Task description
Every entry must be duplicated word for word.

########################################

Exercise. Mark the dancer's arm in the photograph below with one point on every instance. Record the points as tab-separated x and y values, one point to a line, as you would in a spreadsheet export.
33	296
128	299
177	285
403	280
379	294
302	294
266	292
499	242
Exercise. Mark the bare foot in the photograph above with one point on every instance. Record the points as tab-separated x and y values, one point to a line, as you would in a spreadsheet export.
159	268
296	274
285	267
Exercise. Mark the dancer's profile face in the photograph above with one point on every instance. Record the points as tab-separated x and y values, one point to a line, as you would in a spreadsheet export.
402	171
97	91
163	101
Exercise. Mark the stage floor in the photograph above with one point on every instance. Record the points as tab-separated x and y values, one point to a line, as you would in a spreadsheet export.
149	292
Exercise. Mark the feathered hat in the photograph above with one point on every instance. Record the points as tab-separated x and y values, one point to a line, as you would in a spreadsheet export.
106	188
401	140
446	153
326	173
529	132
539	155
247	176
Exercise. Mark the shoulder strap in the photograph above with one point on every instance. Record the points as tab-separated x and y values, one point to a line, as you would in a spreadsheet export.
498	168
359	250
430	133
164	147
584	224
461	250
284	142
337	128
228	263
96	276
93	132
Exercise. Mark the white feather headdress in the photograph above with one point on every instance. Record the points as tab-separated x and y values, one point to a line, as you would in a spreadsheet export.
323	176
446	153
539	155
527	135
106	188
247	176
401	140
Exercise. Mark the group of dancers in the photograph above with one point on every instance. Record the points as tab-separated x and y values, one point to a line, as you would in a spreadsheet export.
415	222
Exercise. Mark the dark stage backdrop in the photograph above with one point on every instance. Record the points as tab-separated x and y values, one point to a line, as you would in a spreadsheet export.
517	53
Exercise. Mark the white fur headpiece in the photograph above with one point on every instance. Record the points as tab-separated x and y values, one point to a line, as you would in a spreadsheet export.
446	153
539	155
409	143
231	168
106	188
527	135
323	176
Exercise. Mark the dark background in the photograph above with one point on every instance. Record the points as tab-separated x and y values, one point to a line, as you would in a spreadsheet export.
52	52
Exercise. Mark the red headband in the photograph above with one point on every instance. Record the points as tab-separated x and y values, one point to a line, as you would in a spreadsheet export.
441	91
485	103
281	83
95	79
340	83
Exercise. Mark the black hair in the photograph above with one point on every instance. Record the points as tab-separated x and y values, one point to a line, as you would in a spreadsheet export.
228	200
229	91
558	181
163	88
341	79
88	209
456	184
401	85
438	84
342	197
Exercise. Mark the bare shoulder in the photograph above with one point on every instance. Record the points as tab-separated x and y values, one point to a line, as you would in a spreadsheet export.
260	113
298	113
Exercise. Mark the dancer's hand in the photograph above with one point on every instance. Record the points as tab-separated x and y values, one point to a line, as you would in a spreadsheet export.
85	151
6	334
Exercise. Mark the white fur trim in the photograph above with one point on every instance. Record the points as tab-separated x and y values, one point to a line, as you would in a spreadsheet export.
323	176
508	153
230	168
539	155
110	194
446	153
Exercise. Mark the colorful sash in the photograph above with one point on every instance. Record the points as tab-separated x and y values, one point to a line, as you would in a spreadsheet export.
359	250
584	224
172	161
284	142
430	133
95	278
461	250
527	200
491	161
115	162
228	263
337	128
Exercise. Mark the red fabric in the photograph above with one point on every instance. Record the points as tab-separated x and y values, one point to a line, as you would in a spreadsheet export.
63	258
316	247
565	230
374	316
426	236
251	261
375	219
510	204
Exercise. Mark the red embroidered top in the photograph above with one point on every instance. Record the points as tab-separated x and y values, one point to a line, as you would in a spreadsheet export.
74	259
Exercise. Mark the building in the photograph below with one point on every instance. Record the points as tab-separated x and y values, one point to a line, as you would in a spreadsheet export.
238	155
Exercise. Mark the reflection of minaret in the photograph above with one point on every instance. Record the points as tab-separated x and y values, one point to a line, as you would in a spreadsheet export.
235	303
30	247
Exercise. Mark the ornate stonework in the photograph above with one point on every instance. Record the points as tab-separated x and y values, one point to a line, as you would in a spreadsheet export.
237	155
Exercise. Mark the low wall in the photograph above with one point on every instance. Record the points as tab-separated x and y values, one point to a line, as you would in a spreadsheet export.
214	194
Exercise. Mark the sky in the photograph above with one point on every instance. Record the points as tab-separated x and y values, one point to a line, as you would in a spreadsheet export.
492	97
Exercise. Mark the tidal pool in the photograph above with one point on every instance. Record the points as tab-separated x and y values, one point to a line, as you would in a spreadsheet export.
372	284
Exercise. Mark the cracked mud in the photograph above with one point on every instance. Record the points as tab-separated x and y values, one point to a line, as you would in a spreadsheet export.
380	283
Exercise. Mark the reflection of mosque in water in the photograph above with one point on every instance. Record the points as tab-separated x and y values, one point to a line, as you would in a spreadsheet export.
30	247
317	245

########################################

Answer box
Exercise. Mark the dancer's arm in the photograph below with one point on every instance. Record the points as tab-separated x and y values, one point to a line, as you would in a spreadsheet export.
33	296
128	299
177	285
403	280
379	294
302	294
266	292
499	242
Exercise. Mark the bare foot in the photograph above with one point on every instance. Record the points as tab-separated x and y values, one point to a line, as you would in a spreadsheet export.
159	268
296	274
285	267
Exercise. Mark the dancer's profile face in the photograph above with one point on every instance. Record the points as tab-separated x and y values, one point to a line, as you would in a spreadsheet export.
402	171
97	91
163	101
Exercise. Mark the stage floor in the photograph above with one point on every instance. Record the points as tab-separated x and y values, one point to a line, as you would in a spreadsheet export.
149	292
Exercise. Mark the feathered hat in the photograph above with one point on every instance. Record the points as tab-separated x and y values, one point to a line, as you would in a spreadsheet export.
106	188
401	140
446	153
326	173
529	132
539	155
247	176
Exercise. Mark the shoulder strap in the photograph above with one point on every instance. Record the points as tab-separated x and y values, one point to a line, as you would in a spreadsheet export.
498	168
359	250
430	133
164	147
584	224
461	250
284	142
337	128
228	263
96	276
93	132
Exercise. Mark the white feather headdress in the photograph above with one point on every instance. Record the points as tab-separated x and y values, one point to a line, as you would in a spreadsheet export.
323	176
446	153
539	155
527	135
106	188
247	176
401	140
Exercise. Mark the group of dancers in the photograph above with one point on every instance. Record the points as tab-separated x and y values, one point to a line, as you would in a spreadsheet export.
415	222
Exercise. Mark the dark stage backdrop in the photograph above with one point on every instance. Record the points as tab-separated x and y values, one point to a line, as you would in a spreadsheet export.
517	53
Exercise. Mark the white fur headpiece in the photograph above with one point on every instance. Record the points as tab-separated x and y values, one point to a line, as you would in a spreadsheet export.
446	153
539	155
409	143
231	168
106	188
527	135
323	176
Exercise. Mark the dark background in the photograph above with one point on every instance. Record the points as tab-separated x and y values, one point to a line, as you would in a spreadsheet export.
52	52
Exercise. Mark the red headband in the photograph above with one point on every instance. Record the points as tab-separated x and y values, one point to a line, as you would in a spreadsheet export.
441	91
485	103
281	83
95	79
340	83
Exercise. Mark the black hair in the photograph above with one point on every instance. Record the points as tab-separated x and y values, one point to a line, as you would in a spreadsheet export.
228	200
229	91
558	181
163	88
341	79
88	209
456	184
401	85
438	84
342	197
Exercise. Mark the bare shoulder in the photograph above with one point on every instance. Record the points as tab-separated x and y values, one point to a line, as you would in a spreadsheet export.
260	113
298	113
Exercise. Mark the dancer's hand in the photograph above with one point on every instance. Record the points as tab-separated x and y values, one point to a line, as you would in a spreadsheet export.
85	151
6	334
Exercise. Mark the white fur trim in the photograph above with one point on every instance. Record the points as tab-separated x and y values, one point to a line, as you would in a spreadsheet export.
323	176
508	153
230	168
539	155
110	194
446	153
Exercise. Mark the colorful sash in the photograph above with one point on every instance. Record the points as tab-separated x and y values, one point to a line, as you would in a spreadsheet export.
359	250
584	224
172	161
284	142
430	133
95	278
461	250
527	200
491	161
115	162
228	263
337	128
Exercise. Mark the red fabric in the photograph above with one point on every instance. Record the points as tab-separated x and y values, one point to a line, as you would in a spreadsheet export.
63	258
316	247
565	230
374	316
426	236
251	261
375	219
510	204
Exercise. Mark the red embroidered top in the photograph above with one point on every instance. Record the points as tab-separated x and y values, one point to a line, as you would in a spreadsheet export.
74	259
Exercise. Mark the building in the photograph below with one point on every instance. Record the points as tab-separated x and y values, one point to a line, as you would in a spreadsheet export.
238	155
Exercise. Mark the reflection of minaret in the photograph above with one point on every instance. Record the points as tab-separated x and y values, one point to a line, as you would in a spreadsheet export.
235	303
30	247
Exercise. Mark the ornate stonework in the photograph above with one point on every instance. Record the points as tab-separated x and y values, one point to a line, as you would in a spreadsheet export.
237	155
Exercise. Mark the low wall in the photograph above with one point on every instance. Record the points as tab-separated x and y values, one point to a line, as you would in a spreadsheet export.
214	194
Exercise. Mark the sky in the photograph above with one point on every instance. Record the points as tab-separated x and y values, one point to a line, as you would in a spreadsheet export.
492	97
Exercise. Mark the tidal pool in the photograph above with one point on every instance. Record the points as tab-separated x and y values, one point to a line, as you would in a spreadsheet export.
372	284
Exercise. Mark the cracked mud in the photograph above with one point on every instance. Record the points as tab-separated x and y values, one point to a line, as you would in a spreadsheet export.
380	283
Exercise. Mark the reflection of mosque in water in the photograph above with one point on every instance. Record the points as tab-separated x and y values, one point to a line, as you would in a spreadsheet export.
30	247
317	245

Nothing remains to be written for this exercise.